Task requirements: Quote word for word the lines of the material below, starting at the line that contains "like x=18 y=21." and ending at the line that contains "x=470 y=131".

# # # # #

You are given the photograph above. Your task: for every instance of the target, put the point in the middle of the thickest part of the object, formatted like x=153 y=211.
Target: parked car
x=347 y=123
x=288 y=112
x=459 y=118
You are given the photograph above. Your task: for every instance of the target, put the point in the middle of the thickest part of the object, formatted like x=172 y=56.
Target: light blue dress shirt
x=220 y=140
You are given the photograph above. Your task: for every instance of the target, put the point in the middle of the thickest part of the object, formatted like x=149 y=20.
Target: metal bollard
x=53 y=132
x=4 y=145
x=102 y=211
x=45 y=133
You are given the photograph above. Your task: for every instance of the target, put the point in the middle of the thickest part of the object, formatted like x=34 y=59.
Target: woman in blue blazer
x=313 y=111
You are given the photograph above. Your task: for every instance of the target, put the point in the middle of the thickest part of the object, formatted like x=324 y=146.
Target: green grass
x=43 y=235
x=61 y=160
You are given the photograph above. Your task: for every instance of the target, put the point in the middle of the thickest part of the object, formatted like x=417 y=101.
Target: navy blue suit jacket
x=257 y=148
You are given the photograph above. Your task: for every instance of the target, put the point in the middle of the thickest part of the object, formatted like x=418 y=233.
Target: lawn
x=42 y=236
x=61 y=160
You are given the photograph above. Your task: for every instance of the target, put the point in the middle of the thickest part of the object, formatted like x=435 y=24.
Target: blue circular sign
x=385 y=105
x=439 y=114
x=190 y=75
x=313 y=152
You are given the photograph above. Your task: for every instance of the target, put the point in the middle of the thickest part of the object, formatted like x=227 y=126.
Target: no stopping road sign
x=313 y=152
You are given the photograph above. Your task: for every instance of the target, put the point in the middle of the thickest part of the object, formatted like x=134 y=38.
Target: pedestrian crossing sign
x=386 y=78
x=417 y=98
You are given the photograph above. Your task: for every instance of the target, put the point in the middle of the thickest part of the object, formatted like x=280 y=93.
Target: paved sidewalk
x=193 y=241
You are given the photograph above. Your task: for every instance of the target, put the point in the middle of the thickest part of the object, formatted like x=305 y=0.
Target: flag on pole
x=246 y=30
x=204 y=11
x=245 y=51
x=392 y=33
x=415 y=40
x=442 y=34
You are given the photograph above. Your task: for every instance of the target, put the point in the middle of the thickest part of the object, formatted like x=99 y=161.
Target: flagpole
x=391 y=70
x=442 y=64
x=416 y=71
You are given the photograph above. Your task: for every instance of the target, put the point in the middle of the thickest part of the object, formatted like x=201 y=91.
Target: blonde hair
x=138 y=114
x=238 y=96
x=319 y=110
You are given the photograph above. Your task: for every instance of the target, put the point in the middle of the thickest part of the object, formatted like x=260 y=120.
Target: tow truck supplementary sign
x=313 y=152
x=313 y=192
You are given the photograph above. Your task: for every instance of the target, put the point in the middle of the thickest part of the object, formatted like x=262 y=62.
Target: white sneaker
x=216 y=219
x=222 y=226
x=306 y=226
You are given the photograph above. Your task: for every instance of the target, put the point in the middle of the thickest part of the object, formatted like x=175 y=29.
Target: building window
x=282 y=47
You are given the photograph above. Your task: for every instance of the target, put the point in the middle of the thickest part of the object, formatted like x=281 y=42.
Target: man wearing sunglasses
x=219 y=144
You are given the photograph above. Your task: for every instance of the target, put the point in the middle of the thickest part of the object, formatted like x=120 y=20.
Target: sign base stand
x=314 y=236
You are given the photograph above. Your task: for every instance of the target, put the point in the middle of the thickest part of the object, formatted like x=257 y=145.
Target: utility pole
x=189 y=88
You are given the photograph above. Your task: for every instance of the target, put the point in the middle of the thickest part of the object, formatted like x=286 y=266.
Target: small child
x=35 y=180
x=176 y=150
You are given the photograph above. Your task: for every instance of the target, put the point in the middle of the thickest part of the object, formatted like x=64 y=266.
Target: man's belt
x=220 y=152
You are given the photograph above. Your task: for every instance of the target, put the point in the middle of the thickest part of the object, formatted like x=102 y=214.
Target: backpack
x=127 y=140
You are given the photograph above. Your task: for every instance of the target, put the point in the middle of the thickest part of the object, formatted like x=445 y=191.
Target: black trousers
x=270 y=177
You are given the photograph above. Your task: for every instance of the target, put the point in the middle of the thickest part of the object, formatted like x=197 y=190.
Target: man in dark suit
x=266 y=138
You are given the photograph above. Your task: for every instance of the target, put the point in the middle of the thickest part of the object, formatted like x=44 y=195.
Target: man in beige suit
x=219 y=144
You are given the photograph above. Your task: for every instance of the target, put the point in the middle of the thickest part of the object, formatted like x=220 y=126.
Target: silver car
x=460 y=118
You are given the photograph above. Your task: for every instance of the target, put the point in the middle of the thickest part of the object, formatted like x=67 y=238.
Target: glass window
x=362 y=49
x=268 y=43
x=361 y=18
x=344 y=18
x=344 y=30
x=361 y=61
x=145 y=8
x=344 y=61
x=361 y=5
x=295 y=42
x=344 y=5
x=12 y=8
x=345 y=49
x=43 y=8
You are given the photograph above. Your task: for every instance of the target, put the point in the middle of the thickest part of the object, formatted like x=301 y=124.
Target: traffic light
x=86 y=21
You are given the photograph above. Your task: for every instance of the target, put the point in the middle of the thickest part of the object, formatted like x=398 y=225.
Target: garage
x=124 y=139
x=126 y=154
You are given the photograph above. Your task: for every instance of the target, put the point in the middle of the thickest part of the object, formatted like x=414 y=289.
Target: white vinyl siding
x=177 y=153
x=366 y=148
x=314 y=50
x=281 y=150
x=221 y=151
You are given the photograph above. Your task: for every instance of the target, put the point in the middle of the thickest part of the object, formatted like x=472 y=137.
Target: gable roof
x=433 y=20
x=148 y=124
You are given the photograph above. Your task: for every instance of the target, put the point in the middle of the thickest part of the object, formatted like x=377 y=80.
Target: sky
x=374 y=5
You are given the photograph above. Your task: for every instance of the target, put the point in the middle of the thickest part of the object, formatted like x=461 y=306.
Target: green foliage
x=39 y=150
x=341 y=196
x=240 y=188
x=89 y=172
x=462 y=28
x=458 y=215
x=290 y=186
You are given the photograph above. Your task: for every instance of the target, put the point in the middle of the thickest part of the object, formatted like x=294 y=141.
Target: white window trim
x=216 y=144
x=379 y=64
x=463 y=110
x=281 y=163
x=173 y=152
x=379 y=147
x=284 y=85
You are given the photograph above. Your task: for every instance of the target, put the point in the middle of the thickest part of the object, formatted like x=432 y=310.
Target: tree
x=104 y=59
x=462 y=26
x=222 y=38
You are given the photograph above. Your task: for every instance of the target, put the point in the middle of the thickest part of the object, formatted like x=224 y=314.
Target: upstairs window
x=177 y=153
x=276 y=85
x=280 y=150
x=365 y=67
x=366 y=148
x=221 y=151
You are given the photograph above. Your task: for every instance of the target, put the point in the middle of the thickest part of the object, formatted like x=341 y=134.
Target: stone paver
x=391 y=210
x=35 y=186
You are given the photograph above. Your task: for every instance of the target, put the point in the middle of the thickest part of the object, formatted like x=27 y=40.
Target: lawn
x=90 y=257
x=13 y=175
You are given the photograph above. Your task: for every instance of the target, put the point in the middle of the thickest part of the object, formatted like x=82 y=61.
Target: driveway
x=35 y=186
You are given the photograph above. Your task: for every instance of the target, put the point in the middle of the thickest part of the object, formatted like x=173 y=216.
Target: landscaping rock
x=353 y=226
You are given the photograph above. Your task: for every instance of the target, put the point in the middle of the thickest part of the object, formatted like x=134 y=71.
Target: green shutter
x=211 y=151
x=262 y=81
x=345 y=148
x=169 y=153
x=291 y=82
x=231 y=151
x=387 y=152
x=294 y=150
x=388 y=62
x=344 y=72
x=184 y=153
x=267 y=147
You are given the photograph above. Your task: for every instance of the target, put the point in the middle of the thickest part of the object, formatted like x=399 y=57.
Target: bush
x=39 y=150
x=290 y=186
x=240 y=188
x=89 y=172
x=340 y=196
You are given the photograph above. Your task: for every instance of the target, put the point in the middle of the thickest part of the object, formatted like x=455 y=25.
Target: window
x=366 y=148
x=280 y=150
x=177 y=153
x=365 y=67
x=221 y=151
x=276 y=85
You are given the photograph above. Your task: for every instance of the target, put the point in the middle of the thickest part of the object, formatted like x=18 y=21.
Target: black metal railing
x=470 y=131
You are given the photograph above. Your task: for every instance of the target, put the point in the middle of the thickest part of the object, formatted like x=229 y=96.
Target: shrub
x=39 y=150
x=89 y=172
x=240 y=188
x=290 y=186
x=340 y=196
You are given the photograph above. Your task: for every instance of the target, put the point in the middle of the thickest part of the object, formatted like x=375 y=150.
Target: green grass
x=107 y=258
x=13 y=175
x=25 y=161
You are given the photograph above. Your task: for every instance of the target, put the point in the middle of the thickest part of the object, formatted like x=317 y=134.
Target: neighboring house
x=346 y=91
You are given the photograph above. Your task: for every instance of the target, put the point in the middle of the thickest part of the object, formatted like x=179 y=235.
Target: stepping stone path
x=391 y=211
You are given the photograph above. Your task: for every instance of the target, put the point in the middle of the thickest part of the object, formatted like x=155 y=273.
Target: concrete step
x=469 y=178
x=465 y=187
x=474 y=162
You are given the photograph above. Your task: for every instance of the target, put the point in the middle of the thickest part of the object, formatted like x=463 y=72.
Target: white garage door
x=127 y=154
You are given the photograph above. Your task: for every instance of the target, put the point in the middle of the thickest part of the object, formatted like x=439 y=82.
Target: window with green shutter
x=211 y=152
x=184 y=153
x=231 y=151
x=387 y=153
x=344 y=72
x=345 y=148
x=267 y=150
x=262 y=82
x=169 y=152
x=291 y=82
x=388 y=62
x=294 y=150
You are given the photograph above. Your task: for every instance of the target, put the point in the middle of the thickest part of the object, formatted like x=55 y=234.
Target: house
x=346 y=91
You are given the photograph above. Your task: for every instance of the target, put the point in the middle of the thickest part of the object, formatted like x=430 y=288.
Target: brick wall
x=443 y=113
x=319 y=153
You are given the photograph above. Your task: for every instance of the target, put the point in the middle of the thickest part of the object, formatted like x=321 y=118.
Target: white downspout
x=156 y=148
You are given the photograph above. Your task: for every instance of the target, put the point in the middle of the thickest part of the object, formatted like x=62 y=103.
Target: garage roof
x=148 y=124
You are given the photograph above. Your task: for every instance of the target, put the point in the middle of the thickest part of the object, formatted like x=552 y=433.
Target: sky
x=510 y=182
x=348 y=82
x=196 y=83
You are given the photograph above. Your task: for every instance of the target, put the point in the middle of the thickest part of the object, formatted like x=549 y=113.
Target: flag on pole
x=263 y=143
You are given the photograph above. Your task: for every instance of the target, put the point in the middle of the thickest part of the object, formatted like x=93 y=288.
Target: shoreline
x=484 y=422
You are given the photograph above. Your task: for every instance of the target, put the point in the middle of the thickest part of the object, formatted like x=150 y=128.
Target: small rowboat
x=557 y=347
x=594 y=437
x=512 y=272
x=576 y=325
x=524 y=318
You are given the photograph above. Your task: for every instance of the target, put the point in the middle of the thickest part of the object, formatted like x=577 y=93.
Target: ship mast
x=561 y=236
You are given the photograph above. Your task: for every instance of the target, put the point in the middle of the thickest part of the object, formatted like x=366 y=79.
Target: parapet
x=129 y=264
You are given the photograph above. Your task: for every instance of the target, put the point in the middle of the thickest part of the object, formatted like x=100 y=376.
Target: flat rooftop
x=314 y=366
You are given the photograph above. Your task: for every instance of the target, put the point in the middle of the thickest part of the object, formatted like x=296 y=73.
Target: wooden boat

# # # # #

Response to this task:
You are given the photograph above. Your task: for every instance of the target, put the point in the middle of the thickest part of the object, formatted like x=18 y=21.
Target: black metal railing
x=470 y=131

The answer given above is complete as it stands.